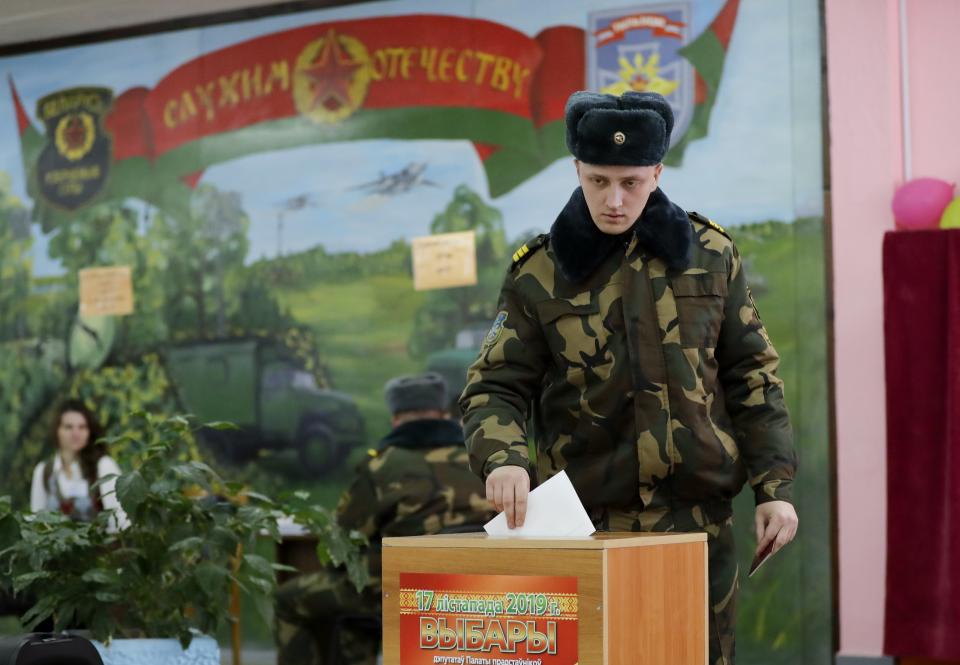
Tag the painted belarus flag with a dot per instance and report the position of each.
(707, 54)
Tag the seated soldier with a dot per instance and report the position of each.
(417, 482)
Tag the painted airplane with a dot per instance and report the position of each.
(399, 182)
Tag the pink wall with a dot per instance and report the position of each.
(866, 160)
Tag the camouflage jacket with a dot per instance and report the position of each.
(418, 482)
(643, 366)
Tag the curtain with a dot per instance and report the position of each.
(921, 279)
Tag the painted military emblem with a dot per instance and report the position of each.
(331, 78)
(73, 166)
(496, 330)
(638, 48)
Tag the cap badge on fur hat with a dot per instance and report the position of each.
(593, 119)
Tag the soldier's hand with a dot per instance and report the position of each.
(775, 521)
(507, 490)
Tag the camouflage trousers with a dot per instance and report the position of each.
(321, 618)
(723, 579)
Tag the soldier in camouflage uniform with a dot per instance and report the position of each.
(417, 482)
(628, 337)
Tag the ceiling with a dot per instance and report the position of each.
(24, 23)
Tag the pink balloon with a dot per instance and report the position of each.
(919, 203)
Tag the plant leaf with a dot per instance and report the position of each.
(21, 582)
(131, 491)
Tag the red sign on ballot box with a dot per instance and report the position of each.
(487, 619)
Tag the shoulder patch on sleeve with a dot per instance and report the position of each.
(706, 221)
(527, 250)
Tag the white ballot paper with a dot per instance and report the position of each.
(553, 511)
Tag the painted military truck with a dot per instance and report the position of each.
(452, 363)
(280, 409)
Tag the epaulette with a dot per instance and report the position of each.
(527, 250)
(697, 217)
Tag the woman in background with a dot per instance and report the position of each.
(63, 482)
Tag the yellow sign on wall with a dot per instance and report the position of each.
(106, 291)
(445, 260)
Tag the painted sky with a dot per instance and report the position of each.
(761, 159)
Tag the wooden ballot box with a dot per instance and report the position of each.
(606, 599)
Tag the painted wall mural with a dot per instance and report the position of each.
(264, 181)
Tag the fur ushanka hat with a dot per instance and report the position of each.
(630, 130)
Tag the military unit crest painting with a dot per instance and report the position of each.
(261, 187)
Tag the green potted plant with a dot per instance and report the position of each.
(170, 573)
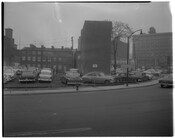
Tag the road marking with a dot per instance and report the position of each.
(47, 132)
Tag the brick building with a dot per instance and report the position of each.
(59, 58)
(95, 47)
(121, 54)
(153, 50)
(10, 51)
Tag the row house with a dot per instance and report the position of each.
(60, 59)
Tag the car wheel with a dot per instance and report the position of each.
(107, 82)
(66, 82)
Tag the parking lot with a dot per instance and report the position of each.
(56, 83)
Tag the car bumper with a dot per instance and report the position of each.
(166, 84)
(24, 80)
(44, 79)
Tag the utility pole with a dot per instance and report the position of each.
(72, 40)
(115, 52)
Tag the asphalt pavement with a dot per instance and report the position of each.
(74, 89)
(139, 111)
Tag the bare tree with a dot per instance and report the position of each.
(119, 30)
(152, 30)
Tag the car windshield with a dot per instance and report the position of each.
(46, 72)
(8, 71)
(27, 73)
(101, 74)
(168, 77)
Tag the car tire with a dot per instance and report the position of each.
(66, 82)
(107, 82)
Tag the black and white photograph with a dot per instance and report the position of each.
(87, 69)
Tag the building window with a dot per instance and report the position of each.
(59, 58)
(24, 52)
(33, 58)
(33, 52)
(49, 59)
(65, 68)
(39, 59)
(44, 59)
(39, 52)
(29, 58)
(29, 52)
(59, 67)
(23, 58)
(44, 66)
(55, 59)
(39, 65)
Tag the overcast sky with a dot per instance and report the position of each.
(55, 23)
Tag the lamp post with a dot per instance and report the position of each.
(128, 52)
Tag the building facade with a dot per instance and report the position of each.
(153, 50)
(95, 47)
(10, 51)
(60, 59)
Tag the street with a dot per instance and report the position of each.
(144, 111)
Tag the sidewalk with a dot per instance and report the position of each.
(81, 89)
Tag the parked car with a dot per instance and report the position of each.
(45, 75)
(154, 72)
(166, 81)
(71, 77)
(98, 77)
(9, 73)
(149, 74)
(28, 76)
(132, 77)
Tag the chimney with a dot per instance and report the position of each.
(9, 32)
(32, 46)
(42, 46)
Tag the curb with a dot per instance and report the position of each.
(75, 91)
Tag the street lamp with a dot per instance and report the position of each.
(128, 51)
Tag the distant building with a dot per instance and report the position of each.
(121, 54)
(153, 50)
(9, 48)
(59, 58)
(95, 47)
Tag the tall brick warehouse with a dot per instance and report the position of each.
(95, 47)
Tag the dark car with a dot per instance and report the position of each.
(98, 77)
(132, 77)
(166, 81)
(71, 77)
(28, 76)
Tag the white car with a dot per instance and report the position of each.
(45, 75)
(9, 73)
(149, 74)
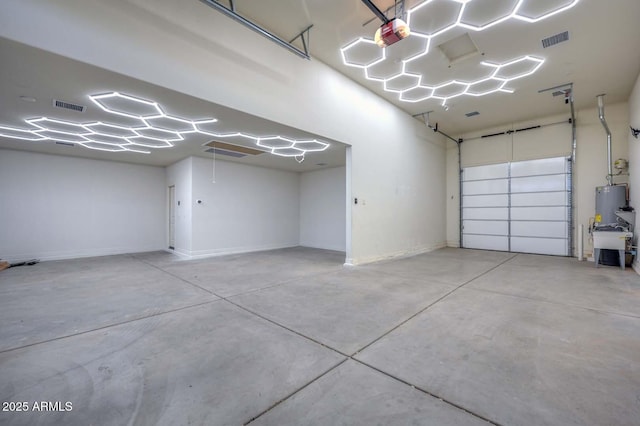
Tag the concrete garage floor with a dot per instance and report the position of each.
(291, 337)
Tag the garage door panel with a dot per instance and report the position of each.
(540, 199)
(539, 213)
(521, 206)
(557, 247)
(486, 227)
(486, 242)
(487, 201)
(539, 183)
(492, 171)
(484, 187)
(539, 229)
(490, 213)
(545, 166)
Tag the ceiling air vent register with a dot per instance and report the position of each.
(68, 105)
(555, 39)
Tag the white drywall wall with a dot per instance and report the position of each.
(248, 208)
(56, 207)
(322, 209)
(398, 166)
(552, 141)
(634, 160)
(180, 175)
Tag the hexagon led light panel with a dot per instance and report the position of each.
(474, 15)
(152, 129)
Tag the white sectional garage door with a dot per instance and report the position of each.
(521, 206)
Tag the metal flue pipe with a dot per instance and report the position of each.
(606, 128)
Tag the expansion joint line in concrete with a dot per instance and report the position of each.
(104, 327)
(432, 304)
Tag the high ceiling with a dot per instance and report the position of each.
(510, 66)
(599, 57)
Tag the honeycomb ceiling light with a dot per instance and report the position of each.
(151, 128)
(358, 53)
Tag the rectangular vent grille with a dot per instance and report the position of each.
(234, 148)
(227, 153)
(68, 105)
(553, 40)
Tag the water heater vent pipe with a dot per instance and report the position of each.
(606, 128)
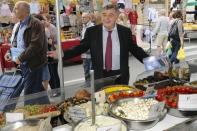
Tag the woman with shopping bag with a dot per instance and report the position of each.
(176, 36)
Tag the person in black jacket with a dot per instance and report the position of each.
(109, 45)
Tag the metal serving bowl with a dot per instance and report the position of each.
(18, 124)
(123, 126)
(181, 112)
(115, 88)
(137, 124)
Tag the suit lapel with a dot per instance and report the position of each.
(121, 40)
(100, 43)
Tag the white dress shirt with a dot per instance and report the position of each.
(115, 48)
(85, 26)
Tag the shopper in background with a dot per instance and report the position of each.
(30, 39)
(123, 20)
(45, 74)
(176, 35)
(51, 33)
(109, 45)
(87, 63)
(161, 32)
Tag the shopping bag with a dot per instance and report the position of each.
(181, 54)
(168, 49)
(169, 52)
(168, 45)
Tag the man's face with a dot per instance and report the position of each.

* _WHAT IS BEING ASKED_: The line containing "Tag the metal serving" and every line after it, through the end of the records, should be repeated exactly and alone.

* _ANSWER TO THE PROBLEM_:
Tag the metal serving bowl with a dot per instance and report the position of each.
(18, 124)
(123, 126)
(181, 112)
(115, 88)
(137, 124)
Tag the suit lapel with a dot per instance and report the position of each.
(121, 40)
(100, 43)
Tag the white dress shirt with a dot per instance and report the position of each.
(115, 48)
(85, 26)
Tag the shopper in background with a dot per instance and report the position of each.
(30, 39)
(123, 20)
(45, 74)
(176, 35)
(51, 33)
(109, 45)
(87, 63)
(161, 32)
Tag the shopping bag with a dot per instance and report the position of each.
(181, 54)
(168, 49)
(169, 52)
(168, 45)
Tag the man's face with a dot per instance and report the position of each.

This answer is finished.